### [Job]
Can you render the records from the line containing "instance: [(384, 192)]" up to and including the line containing "[(251, 210), (112, 195)]" as a JSON list of strings, one string per line and no blank lines?

### [Data for the task]
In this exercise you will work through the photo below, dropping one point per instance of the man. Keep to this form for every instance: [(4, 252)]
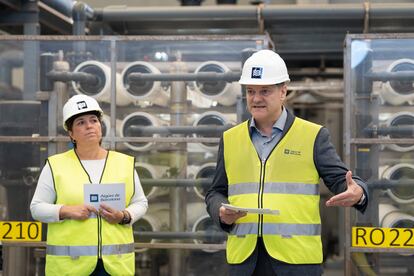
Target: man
[(274, 161)]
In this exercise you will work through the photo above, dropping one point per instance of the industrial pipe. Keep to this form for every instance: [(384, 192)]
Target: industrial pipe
[(213, 235), (176, 182), (138, 119), (210, 118), (99, 86), (8, 60), (222, 92), (169, 130), (377, 11), (397, 92), (401, 119), (140, 88), (405, 193), (200, 76), (148, 171)]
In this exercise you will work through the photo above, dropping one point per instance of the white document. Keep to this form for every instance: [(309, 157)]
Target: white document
[(251, 210), (112, 195)]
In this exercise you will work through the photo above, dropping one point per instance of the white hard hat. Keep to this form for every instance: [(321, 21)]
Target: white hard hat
[(79, 104), (264, 67)]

### [Response to this task]
[
  "In this exercise you will work through the photo above, dropping one point per instance of the industrial pipe. Keep to this form for every instance: [(384, 192)]",
  "Target: industrial pipe",
  "[(213, 235), (176, 182), (138, 119), (210, 118), (99, 86), (8, 60), (222, 92), (169, 130), (377, 11), (397, 92), (401, 119), (140, 88), (405, 193), (200, 76), (148, 171)]",
  "In this exercise you will work through the photo above, dropping one point per instance of the white document. Keep to this form for every instance: [(309, 157)]",
  "Target: white document",
  "[(251, 210), (112, 195)]"
]